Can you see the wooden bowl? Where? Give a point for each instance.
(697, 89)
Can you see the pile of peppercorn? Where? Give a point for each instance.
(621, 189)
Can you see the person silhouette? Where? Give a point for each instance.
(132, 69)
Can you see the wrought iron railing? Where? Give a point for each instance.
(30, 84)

#####

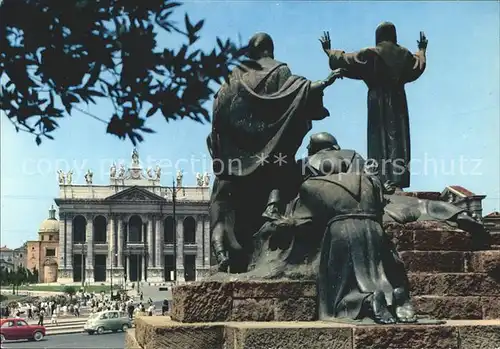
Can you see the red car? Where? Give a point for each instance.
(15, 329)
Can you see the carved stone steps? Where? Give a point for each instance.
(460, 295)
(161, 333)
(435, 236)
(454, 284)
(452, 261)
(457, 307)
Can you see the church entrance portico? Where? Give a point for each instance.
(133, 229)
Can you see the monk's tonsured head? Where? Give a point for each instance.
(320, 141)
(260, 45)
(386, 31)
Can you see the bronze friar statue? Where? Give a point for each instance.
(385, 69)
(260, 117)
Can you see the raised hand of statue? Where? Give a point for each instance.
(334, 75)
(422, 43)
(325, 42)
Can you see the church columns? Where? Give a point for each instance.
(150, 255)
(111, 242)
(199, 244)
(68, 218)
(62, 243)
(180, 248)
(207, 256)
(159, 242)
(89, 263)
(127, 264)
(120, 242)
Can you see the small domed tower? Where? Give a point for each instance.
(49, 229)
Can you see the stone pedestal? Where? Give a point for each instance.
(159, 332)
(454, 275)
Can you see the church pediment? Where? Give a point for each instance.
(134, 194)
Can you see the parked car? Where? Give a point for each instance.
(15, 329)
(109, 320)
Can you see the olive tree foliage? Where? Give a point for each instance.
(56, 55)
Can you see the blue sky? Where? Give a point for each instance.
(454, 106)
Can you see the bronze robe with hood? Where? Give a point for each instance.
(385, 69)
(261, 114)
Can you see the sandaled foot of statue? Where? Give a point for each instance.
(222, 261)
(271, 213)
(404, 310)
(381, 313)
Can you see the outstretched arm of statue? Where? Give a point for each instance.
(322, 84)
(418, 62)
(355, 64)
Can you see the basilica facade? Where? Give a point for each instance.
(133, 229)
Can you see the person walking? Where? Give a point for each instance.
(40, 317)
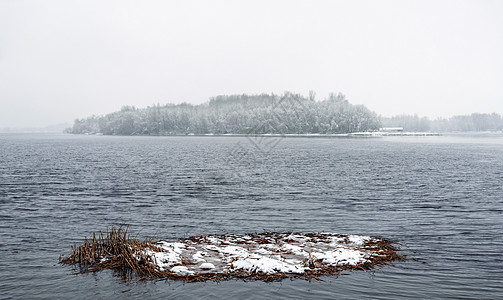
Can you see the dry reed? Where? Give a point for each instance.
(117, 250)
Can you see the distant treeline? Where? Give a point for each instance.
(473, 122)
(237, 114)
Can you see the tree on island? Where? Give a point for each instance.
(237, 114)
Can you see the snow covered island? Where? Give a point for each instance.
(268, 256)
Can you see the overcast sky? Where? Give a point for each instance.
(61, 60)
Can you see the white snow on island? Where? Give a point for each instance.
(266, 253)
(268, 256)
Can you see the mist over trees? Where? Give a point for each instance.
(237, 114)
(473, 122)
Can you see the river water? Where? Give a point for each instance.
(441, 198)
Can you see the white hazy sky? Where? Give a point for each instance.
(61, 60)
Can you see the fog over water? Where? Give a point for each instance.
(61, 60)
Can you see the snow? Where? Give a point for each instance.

#####

Exercise: Where a picture appears in the records above, omit it, and transcribe exactly the stretch of lines from the one with "Can you see the outstretched" through the one with "Can you see the snow?".

Answer for this exercise:
Can you see the outstretched arm of statue? Where? Give a point for each instance.
(322, 84)
(418, 62)
(355, 64)
Can you see the basilica facade? Where? Give a point for each instance.
(133, 229)
Can you see the person walking? Where? Give a point for each instance.
(40, 317)
Can you see the dry reed? Where? Give a point for each instance.
(117, 250)
Can you see the distant treeline? Where? Give a point for each instance.
(473, 122)
(237, 114)
Can you see the tree on island? Where? Give a point for each instance.
(237, 114)
Can you see the snow covered island? Where? Give a point for each instance.
(268, 256)
Can you see the overcast sky? Where? Give a point for each instance.
(61, 60)
Can you see the white snow on island? Where? Give a point for each instance.
(266, 253)
(268, 256)
Can you see the mist over trees? Where? Give a point for each instance.
(237, 114)
(473, 122)
Can you see the river water? Where? Give a point for each instance.
(441, 198)
Can you see the white hazy sky? Where? Give a point for each instance.
(61, 60)
Can you see the fog over water? Where? Give a point for each instance.
(61, 60)
Can you see the snow? Where? Give a point for each instance.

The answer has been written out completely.